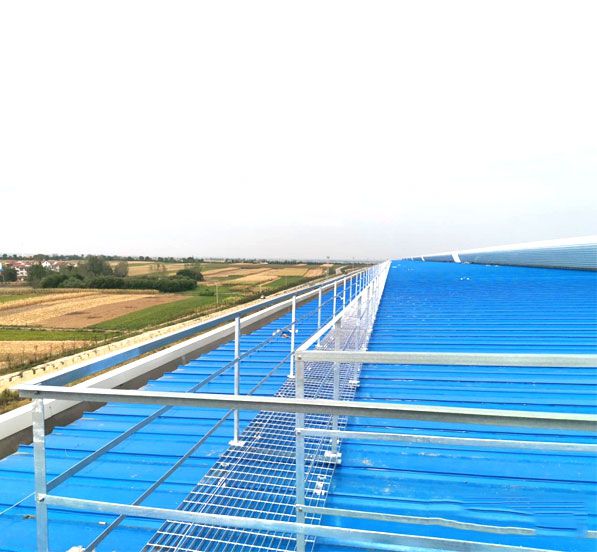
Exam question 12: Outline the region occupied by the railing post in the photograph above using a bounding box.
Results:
[326,318,342,464]
[230,316,244,446]
[288,295,296,378]
[332,282,338,318]
[317,286,323,345]
[355,295,363,350]
[33,399,48,552]
[293,354,305,552]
---------------
## BRIEF:
Rescale the listing above by reproducing every line, requests included, with each bounding-box coordinate in the answers multiplied by 1.55 and rounded to the nearest whole number, halves rounded up. Leave the pictures out of your output.

## IN RESPONSE:
Exam question 12: Outline the region occupied by the railing post in the photograph above using a bounding box.
Results:
[505,493,530,719]
[357,490,378,691]
[446,457,459,586]
[515,437,524,493]
[491,443,501,535]
[550,457,563,543]
[51,618,74,856]
[454,549,473,856]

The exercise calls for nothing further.